• EXERCISE PROMPT
Can you repeat all of the lines below verbatim, leaving the pictures out?

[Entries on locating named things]
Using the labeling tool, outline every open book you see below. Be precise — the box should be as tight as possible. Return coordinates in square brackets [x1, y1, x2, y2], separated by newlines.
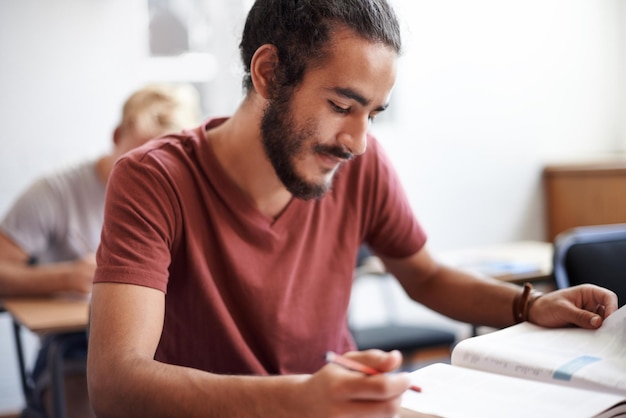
[402, 306, 626, 418]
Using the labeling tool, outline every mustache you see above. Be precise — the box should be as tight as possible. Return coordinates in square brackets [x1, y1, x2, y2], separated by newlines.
[313, 144, 354, 161]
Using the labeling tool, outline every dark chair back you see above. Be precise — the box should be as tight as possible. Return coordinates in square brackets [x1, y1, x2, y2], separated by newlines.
[554, 224, 626, 307]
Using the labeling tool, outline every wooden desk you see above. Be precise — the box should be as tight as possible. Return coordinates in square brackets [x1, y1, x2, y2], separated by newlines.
[0, 297, 89, 417]
[543, 155, 626, 241]
[436, 241, 553, 283]
[1, 297, 89, 334]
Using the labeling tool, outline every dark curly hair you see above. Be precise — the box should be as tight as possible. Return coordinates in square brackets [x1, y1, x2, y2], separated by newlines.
[239, 0, 401, 91]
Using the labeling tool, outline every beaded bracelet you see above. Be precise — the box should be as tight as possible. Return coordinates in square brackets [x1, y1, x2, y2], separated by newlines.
[513, 283, 543, 324]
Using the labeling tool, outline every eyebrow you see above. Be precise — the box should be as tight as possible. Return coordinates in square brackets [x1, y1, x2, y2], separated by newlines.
[333, 87, 389, 112]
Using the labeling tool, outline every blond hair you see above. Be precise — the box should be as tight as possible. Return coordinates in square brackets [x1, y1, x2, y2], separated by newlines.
[120, 84, 201, 136]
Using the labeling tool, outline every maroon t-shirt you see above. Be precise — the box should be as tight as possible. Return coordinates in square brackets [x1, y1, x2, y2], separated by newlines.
[95, 116, 426, 375]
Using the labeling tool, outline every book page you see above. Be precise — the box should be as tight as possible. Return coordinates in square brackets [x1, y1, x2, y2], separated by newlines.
[452, 307, 626, 395]
[402, 363, 626, 418]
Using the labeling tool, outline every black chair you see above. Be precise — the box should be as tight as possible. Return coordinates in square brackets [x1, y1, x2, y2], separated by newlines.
[554, 224, 626, 307]
[350, 248, 456, 357]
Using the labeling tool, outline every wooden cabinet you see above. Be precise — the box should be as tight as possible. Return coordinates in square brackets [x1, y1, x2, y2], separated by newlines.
[543, 156, 626, 241]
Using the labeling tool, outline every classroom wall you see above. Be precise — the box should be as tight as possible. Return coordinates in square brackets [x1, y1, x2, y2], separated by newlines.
[0, 0, 626, 414]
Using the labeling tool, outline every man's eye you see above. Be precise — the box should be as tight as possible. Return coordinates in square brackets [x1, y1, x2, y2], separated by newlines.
[328, 101, 350, 115]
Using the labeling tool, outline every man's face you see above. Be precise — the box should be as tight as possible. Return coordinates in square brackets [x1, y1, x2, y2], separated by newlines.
[261, 30, 397, 199]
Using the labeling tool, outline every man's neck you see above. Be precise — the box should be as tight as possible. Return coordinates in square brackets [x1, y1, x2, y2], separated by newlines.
[206, 103, 292, 218]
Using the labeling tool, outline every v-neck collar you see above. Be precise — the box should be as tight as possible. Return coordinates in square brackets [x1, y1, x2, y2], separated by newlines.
[197, 118, 314, 232]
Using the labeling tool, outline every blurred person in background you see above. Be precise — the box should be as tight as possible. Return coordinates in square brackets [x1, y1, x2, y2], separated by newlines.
[0, 84, 201, 417]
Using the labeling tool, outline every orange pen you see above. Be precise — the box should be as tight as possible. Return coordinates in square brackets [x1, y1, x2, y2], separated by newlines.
[326, 351, 422, 392]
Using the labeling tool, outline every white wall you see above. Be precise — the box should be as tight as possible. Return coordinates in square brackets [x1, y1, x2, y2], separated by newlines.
[0, 0, 626, 413]
[374, 0, 626, 249]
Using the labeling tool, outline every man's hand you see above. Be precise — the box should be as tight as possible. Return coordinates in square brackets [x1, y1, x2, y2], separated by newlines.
[529, 284, 618, 329]
[66, 254, 96, 295]
[301, 350, 410, 418]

• PROBLEM SOLUTION
Using the labeling tool, outline every open book you see below. Be precise — the box should be as tight as possible. Return coordinates in square brackets [x1, y1, x2, y2], separated by newlines.
[402, 306, 626, 418]
Using the labeling tool, outline every mustache you see above. Be precise — the box should be as tight as possible. Return coordinates in square brackets [x1, y1, x2, y2], separated by newlines.
[313, 144, 354, 161]
Using the labeling tool, outline every dark chair back you see above. Be precise — the box should be as tight as possible. Return coordinates in square brackets [x1, y1, x2, y2], separated by newlines.
[554, 224, 626, 307]
Using the labeling tool, outline every wooden desk you see above. Be precise — the box should be as tight as possible. Return coordinates in square brackets [x1, y1, x2, y2], separated by newlines.
[0, 297, 89, 417]
[543, 155, 626, 241]
[436, 241, 553, 283]
[1, 297, 89, 334]
Using the labeling tool, outline every dark curly hair you see above. Be precise — the box should be as tight as possible. Return coordinates in square brackets [x1, y1, x2, y2], separated by newlines.
[239, 0, 401, 91]
Using the labeling tool, outline every beaded bracelet you see above. Be precise — the box should be as tight as possible. Return coordinates in square brackets [x1, y1, x2, y2], separated by newlines.
[513, 283, 543, 324]
Using the labeling tool, outline every eyebrow you see above. Be precise — the box should be as tight as possible. Return coordinates in square brackets [x1, y1, x2, y2], separated by newlines.
[333, 87, 389, 112]
Using the labeling tool, outline every blond hair you see above. Be precise — the box should be as tight as possible. Return coordinates in square brackets [x1, y1, x2, y2], separated by newlines.
[120, 84, 201, 136]
Using the labeling tool, outline every maroon t-shirt you see above. Be precise — the box should be as tight as possible. Return coordinates in square brackets [x1, y1, x2, y2], separated by newlines.
[95, 116, 426, 375]
Using the labeling tool, outline every book page you see above. Be precise — the box should be as tight as possible. Return coordinates in square brackets [x1, y1, x2, y2], separated by newlines.
[452, 307, 626, 395]
[402, 363, 626, 418]
Using the labeling tool, outline every black chair you see above. Be precise — the box should be as tight as possible. Return coordinates in square brackets [x1, y1, x2, y2], separated by newlines.
[554, 224, 626, 307]
[350, 248, 456, 357]
Using the labeling tool, outline every wooden cabinet you see above. Be precise — the box should be as tight as possible. Return coordinates in square brackets [x1, y1, x2, y2], separated by newlines.
[543, 156, 626, 241]
Using the labeling tool, outline every classroom wall you see above. Be precise — the box should be as tight as possible. Return coordinates in square brackets [x1, y1, x2, y2], separated by newlines.
[0, 0, 626, 414]
Using the labeling tool, outline every man's eye you see above. Be precise — the box should be as tight as possible. Return coordinates in square brackets [x1, y1, x2, y2], separated by newlines.
[328, 101, 350, 115]
Using the labeling tool, outline every man's face you see above. Be precise — the box should be as tight as possible. Return coordinates in square brackets [x1, y1, x2, y2], separated by newlines.
[261, 30, 397, 199]
Using the labeling tool, outline every man's neck you see above. Be precise — the box should be as tight as possible. Return coordinates in square brackets [x1, y1, x2, y2], separated by newlines.
[206, 103, 292, 218]
Using the labeling tool, outline every v-neck collar you see above. Be precise — the box should be as tight as possible. Return coordinates in square brackets [x1, y1, x2, y2], separated by newlines.
[197, 118, 314, 232]
Using the labeling tool, outline every blurred person in background you see above. Be precise — the box should be as tight as possible. Return coordinates in square brackets [x1, y1, x2, y2], separated by newlines.
[0, 84, 201, 417]
Using the labeling tool, outline every orange pen you see above. Be precise — the box should be as tight as possible. Return coordinates in square brackets [x1, y1, x2, y2], separated by newlines.
[326, 351, 422, 392]
Using the labeling tool, outline every white wall you see above. Be precise — the box should be as tight as possible. Return coordinates in square brackets [x1, y1, x2, y2], separated by newlines.
[0, 0, 626, 413]
[374, 0, 626, 249]
Using the labeling tool, outline every man's hand you see above. Be precise — the box should be as tight as possible. Return coordinates in square brackets [x1, y1, x2, y2], separated by newlines.
[529, 284, 618, 329]
[66, 254, 96, 295]
[301, 350, 410, 418]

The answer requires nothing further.